**Extracted entries:**
* * *

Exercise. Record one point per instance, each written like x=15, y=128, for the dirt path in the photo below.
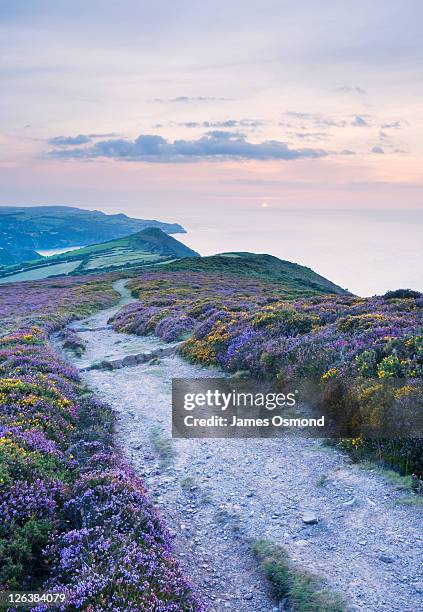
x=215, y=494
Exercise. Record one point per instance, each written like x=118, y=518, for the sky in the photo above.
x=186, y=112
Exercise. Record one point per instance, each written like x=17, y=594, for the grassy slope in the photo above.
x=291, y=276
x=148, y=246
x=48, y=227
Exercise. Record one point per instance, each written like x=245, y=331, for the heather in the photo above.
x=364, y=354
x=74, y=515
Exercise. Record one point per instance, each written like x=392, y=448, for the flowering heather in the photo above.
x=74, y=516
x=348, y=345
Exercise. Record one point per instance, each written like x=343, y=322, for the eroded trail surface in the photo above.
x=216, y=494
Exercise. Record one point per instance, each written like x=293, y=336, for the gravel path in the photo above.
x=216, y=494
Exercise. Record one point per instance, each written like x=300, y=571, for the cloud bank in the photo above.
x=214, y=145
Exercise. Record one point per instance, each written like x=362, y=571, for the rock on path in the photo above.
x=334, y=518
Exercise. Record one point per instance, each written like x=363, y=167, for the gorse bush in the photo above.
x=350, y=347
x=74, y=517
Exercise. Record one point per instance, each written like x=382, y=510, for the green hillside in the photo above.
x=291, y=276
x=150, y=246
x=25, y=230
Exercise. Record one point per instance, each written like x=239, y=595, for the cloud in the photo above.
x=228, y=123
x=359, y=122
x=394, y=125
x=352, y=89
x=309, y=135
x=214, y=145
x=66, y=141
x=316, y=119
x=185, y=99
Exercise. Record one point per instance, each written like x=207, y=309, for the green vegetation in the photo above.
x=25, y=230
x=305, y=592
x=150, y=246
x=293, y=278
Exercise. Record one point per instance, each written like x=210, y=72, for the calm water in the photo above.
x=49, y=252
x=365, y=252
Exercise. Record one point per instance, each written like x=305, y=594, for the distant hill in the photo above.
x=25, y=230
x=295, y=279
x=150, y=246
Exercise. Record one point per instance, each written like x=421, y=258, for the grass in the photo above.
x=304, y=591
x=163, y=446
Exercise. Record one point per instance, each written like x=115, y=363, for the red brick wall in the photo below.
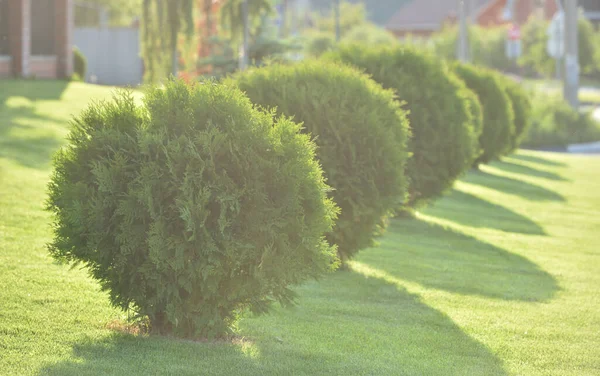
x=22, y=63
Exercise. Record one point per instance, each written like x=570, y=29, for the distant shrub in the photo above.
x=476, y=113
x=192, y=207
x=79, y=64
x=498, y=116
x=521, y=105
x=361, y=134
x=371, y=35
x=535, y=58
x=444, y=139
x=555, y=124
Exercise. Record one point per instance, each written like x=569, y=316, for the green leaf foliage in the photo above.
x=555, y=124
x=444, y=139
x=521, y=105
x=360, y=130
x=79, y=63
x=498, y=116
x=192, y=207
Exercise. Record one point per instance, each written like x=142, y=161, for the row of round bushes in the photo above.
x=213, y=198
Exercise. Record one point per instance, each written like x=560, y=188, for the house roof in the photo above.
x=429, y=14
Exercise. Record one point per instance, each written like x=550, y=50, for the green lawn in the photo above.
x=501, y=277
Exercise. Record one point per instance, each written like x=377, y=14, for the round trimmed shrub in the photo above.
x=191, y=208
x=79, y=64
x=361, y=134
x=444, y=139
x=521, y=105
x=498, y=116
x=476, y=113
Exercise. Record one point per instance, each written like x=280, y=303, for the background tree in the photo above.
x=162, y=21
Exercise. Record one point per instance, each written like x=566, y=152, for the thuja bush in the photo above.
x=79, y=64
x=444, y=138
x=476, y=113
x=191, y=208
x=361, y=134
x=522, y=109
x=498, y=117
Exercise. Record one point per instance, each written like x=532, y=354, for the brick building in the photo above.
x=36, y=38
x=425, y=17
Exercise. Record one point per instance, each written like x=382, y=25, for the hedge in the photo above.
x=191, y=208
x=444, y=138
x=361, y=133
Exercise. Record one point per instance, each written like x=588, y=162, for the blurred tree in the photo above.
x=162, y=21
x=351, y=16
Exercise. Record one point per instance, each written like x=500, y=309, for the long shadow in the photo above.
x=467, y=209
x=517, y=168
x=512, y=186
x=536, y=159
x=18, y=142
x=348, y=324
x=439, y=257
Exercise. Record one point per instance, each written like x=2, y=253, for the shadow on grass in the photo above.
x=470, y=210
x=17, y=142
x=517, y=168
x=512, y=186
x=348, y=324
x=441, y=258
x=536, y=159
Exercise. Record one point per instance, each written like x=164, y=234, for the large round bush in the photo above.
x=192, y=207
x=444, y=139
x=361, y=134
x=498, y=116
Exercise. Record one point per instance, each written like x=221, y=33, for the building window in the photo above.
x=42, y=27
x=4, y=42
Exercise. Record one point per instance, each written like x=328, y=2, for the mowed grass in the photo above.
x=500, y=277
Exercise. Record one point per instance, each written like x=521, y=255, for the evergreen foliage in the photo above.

* * *

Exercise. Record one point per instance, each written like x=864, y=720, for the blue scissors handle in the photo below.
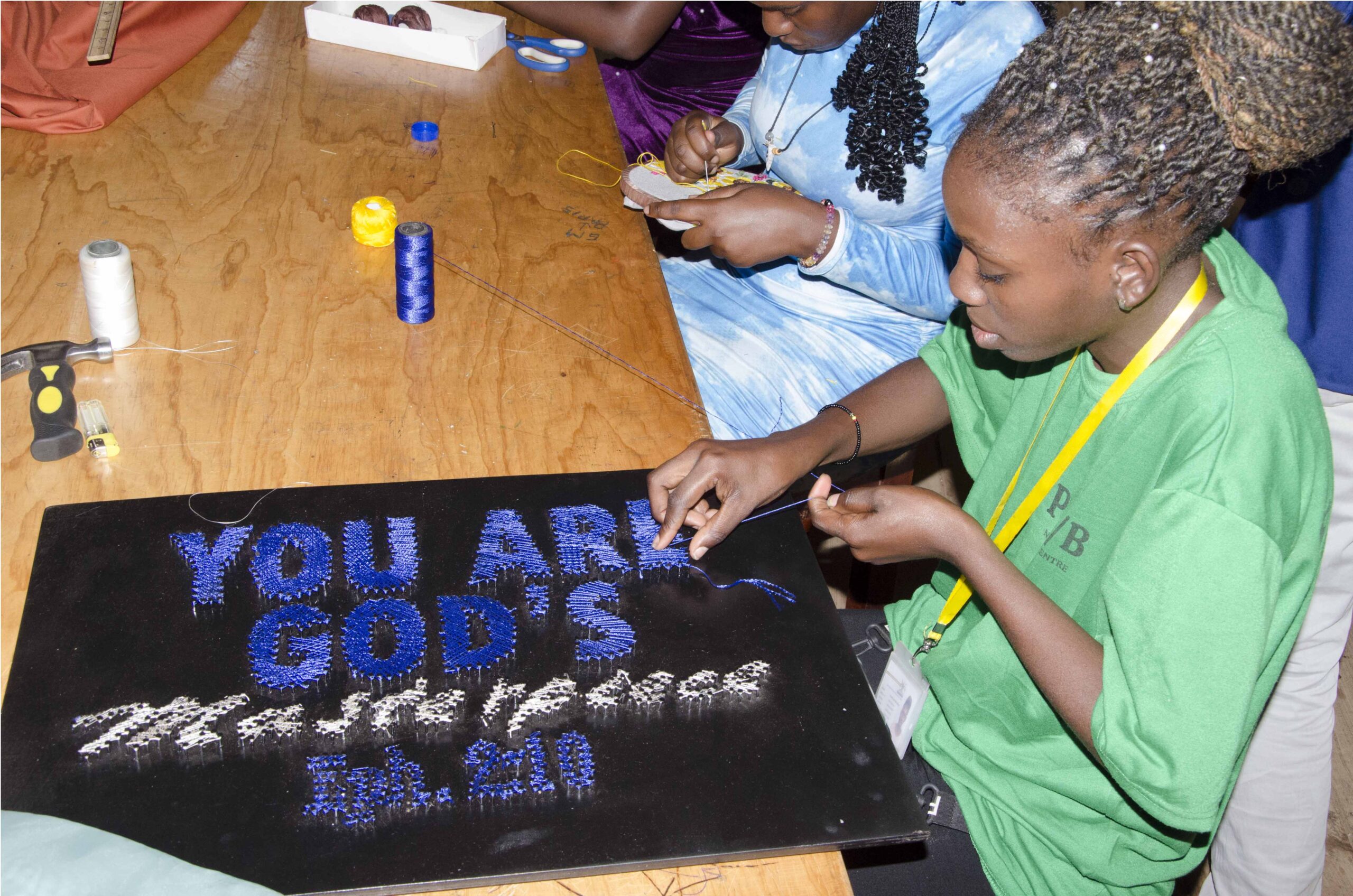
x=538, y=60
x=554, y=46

* * *

**Your objective:** What do the lines above say from the one containing "window in the photo above." down to the one containing "evergreen foliage in the photo above."? Return them exactly, both end lines included, and only them.

**Answer to this task:**
Exercise. Record one point per instance, each written like x=221, y=33, for the building window in the photo above.
x=42, y=27
x=4, y=42
Exercise. Record one point per instance, each written like x=328, y=2, for the mowed grass in the photo above.
x=500, y=277
Exercise. Record one point per instance, each written like x=521, y=255, for the evergreen foliage in the photo above.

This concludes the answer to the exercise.